Data section:
· · · ·

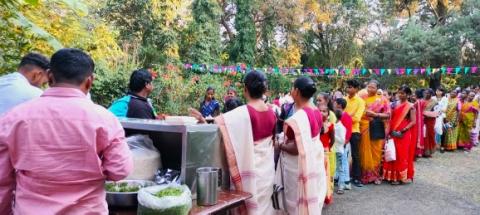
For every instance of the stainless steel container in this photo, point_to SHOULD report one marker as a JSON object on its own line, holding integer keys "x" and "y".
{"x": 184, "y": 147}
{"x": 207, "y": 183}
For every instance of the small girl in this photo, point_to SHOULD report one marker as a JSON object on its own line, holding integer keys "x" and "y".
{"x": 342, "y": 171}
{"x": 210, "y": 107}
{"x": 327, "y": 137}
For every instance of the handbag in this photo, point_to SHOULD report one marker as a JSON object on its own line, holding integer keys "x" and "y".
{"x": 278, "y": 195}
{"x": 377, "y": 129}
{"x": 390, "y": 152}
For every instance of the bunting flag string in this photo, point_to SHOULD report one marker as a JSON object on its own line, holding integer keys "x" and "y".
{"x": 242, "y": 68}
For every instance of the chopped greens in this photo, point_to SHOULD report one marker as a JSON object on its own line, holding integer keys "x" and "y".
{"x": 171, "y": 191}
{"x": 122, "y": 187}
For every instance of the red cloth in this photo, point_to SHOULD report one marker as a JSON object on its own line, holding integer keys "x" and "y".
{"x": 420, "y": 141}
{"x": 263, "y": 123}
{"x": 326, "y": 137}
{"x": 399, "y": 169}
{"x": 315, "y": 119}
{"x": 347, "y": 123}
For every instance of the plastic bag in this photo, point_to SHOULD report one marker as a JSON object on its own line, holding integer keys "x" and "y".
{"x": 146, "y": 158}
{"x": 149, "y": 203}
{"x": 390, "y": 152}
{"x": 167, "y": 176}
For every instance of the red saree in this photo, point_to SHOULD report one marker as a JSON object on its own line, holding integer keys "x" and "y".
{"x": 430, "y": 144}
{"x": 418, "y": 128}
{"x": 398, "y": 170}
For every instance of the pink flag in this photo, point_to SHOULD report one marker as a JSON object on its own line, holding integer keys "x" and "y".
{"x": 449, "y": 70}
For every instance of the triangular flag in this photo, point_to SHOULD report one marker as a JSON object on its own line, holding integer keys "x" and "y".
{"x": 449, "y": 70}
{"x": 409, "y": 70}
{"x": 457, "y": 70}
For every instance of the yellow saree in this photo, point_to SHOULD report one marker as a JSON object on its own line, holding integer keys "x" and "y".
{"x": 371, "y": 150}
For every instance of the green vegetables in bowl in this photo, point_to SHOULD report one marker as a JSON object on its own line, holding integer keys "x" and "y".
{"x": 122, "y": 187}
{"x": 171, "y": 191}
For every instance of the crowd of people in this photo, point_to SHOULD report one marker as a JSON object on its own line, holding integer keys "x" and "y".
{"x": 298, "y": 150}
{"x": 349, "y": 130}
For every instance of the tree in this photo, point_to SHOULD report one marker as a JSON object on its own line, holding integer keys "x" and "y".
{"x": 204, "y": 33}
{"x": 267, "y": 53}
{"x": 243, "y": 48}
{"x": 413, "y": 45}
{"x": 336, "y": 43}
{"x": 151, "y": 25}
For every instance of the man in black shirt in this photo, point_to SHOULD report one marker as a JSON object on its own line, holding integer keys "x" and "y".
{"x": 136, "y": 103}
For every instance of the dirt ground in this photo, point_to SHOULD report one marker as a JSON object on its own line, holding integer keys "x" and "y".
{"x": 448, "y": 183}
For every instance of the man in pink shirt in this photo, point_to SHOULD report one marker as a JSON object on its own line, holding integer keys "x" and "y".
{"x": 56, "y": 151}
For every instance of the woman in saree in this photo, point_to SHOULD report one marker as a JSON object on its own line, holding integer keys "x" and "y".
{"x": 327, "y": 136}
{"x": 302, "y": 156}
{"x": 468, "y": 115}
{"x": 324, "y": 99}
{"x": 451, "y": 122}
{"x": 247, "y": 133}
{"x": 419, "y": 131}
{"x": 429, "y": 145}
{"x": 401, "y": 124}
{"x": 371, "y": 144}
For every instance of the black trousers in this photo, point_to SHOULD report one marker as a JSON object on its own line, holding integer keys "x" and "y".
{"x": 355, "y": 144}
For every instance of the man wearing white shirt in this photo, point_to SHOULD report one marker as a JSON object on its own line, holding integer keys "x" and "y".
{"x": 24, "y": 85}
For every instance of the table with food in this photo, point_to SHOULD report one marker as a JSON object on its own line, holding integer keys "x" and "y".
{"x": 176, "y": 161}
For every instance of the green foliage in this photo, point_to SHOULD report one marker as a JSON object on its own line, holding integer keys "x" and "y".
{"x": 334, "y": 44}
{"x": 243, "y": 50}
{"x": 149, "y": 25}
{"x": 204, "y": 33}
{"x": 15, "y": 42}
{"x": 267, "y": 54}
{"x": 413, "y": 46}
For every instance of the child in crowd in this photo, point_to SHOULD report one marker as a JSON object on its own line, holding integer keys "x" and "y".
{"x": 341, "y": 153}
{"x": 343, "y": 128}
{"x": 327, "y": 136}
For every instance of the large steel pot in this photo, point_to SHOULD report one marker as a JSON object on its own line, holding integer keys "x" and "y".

· · · ·

Do this:
Can you rewrite all the records with "SHOULD" replaced by "MUST" throughout, keeping everything else unchanged and leaving out the pictures?

Task output:
For every instance of the stainless steel container in this photo, point_to MUST report one marker as a JSON object on its own line, holding integer keys "x" and "y".
{"x": 184, "y": 147}
{"x": 207, "y": 183}
For every instance of the small girl in this photo, point_to MUST report one marker as a JSON object on its own line, holding integer keys "x" and "y".
{"x": 342, "y": 171}
{"x": 210, "y": 107}
{"x": 327, "y": 137}
For every instance of the handbag in this photo, point_to MUST report one marker as a JSON object on its own line, holding integer keys "x" and "y".
{"x": 278, "y": 195}
{"x": 377, "y": 129}
{"x": 390, "y": 152}
For every instance of the bunting flag string in this photo, point_to MUST report one marker as a JSON object on its own line, holding integer keys "x" and "y".
{"x": 242, "y": 68}
For every instance of the chopped greens in this photo, point_to MUST report one marker as a JSON object on its own line, holding integer keys "x" and "y".
{"x": 171, "y": 191}
{"x": 122, "y": 187}
For every instance of the red cloth in this photo, point_to MUST report one marker as a JSON object on its own line, holding integer keys "x" and "y".
{"x": 420, "y": 141}
{"x": 263, "y": 123}
{"x": 326, "y": 137}
{"x": 399, "y": 169}
{"x": 315, "y": 119}
{"x": 347, "y": 123}
For every instance of the plastic bag in this photo, point_to MUST report one marker as a JSON object on its own line, holding integer keys "x" and "y".
{"x": 146, "y": 158}
{"x": 149, "y": 203}
{"x": 390, "y": 152}
{"x": 167, "y": 176}
For every instance of the red saree in this photo, point_to MUST report one marker as a JSON object on its own line, holding integer keys "x" and "y".
{"x": 430, "y": 144}
{"x": 418, "y": 128}
{"x": 398, "y": 170}
For every instance of the pink flag in this photo, point_to MUST report one marker as a JSON object on its own line, holding integer keys "x" and "y".
{"x": 449, "y": 70}
For every instance of the triangular flag in this photo, point_to MUST report one marker as a JSON object on its own line, holding integer keys "x" and "y".
{"x": 449, "y": 70}
{"x": 409, "y": 70}
{"x": 457, "y": 70}
For every instance of the yellow saree in this photo, point_to MUST report one marker as a JSON object on its own line, holding integer keys "x" and "y".
{"x": 371, "y": 150}
For every instance of the green vegetables in bowl in this photo, point_to MUST report one marker as a JSON object on its own line, holding integer keys "x" and "y".
{"x": 122, "y": 187}
{"x": 171, "y": 191}
For every instance of the crowd of people in this photo, point_to MUST report one marker as a JSON object on its own line, holding integer keys "x" and "y".
{"x": 298, "y": 150}
{"x": 349, "y": 130}
For every instance of the tree in this photo, point_to MUST report one marker as a JSON object on its own line, holding integer keys "x" and "y".
{"x": 204, "y": 33}
{"x": 267, "y": 53}
{"x": 243, "y": 48}
{"x": 413, "y": 45}
{"x": 336, "y": 43}
{"x": 151, "y": 25}
For every instance of the man in black shirt in this photo, point_to MUST report one marker as a JSON object on its own line, holding integer keys "x" and "y".
{"x": 136, "y": 103}
For every instance of the dirt ground in this photo, point_to MUST report one marker as a JSON object on its own line, holding integer keys "x" and "y".
{"x": 448, "y": 183}
For every instance of the man in pink shirt in this photo, point_to MUST report one marker as a JSON object on its own line, holding integer keys "x" and "y".
{"x": 56, "y": 151}
For every instance of the woman in saree in this photo, point_to MUST report one marker as a JSON object on its own line, holding integer keys "x" and "y".
{"x": 327, "y": 136}
{"x": 302, "y": 156}
{"x": 468, "y": 115}
{"x": 324, "y": 99}
{"x": 451, "y": 122}
{"x": 247, "y": 133}
{"x": 419, "y": 131}
{"x": 429, "y": 145}
{"x": 401, "y": 124}
{"x": 371, "y": 144}
For every instance of the black trousers in this photo, point_to MUST report one marker as a JSON object on its own line, holding integer keys "x" and "y".
{"x": 355, "y": 144}
For every instance of the man wearing white shirt in this photo, point_to MUST report one marker as a JSON object on its own line, holding integer keys "x" and "y".
{"x": 24, "y": 85}
For every instance of the table with food in this photo, point_to MUST report one marker as a JSON object on its own line, holding integer keys "x" and "y".
{"x": 176, "y": 161}
For every instance of the green foliage in this photo, point_to MUST report one marker as a JSON object on its own line, holding integer keys "x" and "y".
{"x": 334, "y": 44}
{"x": 243, "y": 50}
{"x": 149, "y": 25}
{"x": 204, "y": 33}
{"x": 15, "y": 42}
{"x": 267, "y": 54}
{"x": 413, "y": 46}
For every instance of the child in crowd in this photo, point_to MUST report one marker as a JSON object on its own line, holding integer keys "x" and "y".
{"x": 341, "y": 153}
{"x": 343, "y": 128}
{"x": 327, "y": 136}
For every instance of the large steel pot in this photo, point_to MUST report one marker as a JSON object on its own line, holding integer keys "x" and "y".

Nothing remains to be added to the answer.